→ Supplied data
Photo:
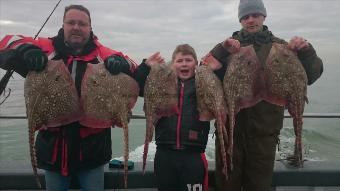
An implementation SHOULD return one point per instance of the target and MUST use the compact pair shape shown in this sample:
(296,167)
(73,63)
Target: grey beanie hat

→ What the task asks
Send back the listing exactly as it stands. Do not include the pictures.

→ Output below
Photo:
An implementation SHOULD return one point per instance of the target and MUST use the compact pair shape shown in this sample:
(296,167)
(73,63)
Target: grey beanie hat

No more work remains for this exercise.